▶ Your goal: From the entries below, retype only the lines from the one with "Q: Tag one point on each instance of the goose wing" through the one with "Q: Tag one point on each instance of the billowing", exactly as written.

▶ Study material:
=== Begin Enclosure ===

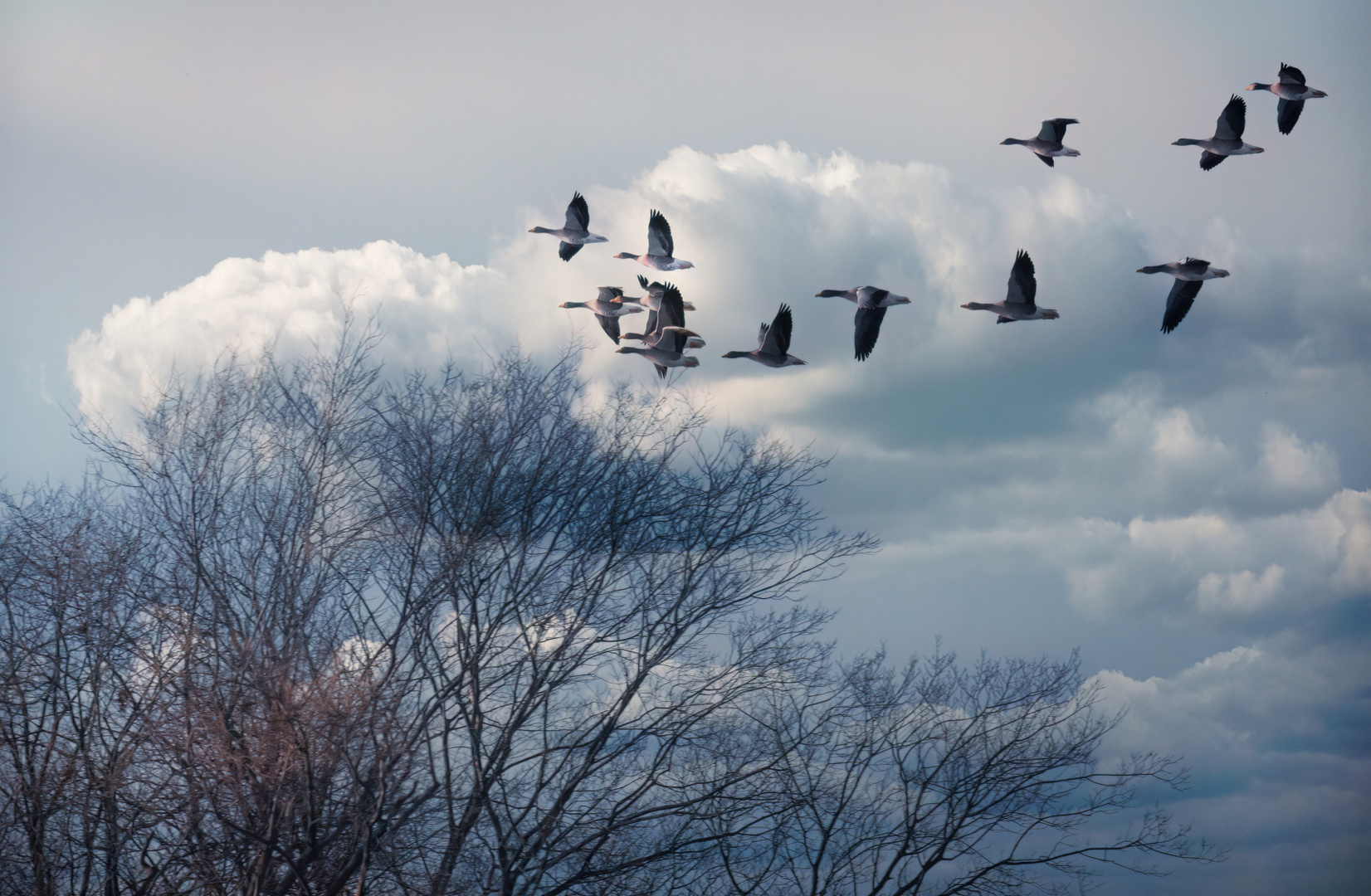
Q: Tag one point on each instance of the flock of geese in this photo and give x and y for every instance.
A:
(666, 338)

=== End Enclosure ===
=== Begin Enclosure ===

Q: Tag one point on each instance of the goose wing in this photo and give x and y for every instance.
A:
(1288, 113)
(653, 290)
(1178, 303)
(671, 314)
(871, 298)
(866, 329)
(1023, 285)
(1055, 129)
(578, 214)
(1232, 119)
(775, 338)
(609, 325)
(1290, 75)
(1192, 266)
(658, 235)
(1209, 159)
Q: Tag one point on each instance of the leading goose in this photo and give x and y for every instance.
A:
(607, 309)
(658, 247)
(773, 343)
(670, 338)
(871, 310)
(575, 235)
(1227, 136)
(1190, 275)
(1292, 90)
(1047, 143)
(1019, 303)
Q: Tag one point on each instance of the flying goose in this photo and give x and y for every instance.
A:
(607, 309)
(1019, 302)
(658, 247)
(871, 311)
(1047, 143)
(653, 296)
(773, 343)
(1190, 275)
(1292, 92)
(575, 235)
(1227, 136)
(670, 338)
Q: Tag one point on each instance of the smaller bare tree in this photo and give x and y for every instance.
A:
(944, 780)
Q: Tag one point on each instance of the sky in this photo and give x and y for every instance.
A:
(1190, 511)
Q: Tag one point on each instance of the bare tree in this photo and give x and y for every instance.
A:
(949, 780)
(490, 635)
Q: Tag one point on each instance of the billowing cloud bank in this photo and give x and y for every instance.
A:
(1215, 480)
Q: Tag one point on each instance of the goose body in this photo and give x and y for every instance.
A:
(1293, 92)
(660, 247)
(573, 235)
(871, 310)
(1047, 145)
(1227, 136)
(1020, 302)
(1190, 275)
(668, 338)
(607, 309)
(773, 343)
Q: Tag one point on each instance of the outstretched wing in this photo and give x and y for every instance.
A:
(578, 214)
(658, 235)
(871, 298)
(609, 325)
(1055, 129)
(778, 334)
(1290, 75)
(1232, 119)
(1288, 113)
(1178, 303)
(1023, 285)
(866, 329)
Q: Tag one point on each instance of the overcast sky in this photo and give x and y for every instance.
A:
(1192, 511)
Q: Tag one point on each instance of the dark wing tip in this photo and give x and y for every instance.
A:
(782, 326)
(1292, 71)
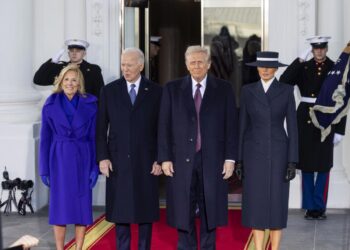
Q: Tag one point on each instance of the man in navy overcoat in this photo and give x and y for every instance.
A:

=== End Enclosure ===

▶ Reply to the exercise:
Q: Tag one point on each instance of the goose wing in this photo and give x and y for every instance.
A:
(1288, 113)
(653, 290)
(1178, 303)
(671, 314)
(871, 298)
(866, 329)
(1023, 285)
(1055, 129)
(578, 214)
(1232, 119)
(775, 338)
(609, 325)
(1290, 75)
(1192, 266)
(658, 235)
(1209, 159)
Q: Tag one point on each instance of the leading goose in this photo and give x and y for every instance.
A:
(607, 309)
(658, 247)
(773, 343)
(670, 338)
(871, 310)
(575, 235)
(1227, 136)
(1190, 275)
(1292, 90)
(1047, 143)
(1019, 303)
Q: Tag one point on each instance of the flying goose in this photo and give x and y for every instance.
A:
(607, 309)
(1019, 302)
(658, 247)
(871, 311)
(1047, 143)
(653, 296)
(773, 343)
(1190, 275)
(1292, 92)
(575, 235)
(1227, 136)
(670, 338)
Q: Tag one point on each instance of the smaller bare tree in this photo and give x and y for every instance.
A:
(944, 780)
Q: Tag one point on each instance of the sky in this photo and give x and y for every instance.
A:
(1190, 511)
Q: Tag one point on each instance of the bare tree in this photo and give x and y for every instance.
A:
(949, 780)
(490, 635)
Q: Tag one point on each instance of the billowing cloud bank in this photo and give x and y for every instance.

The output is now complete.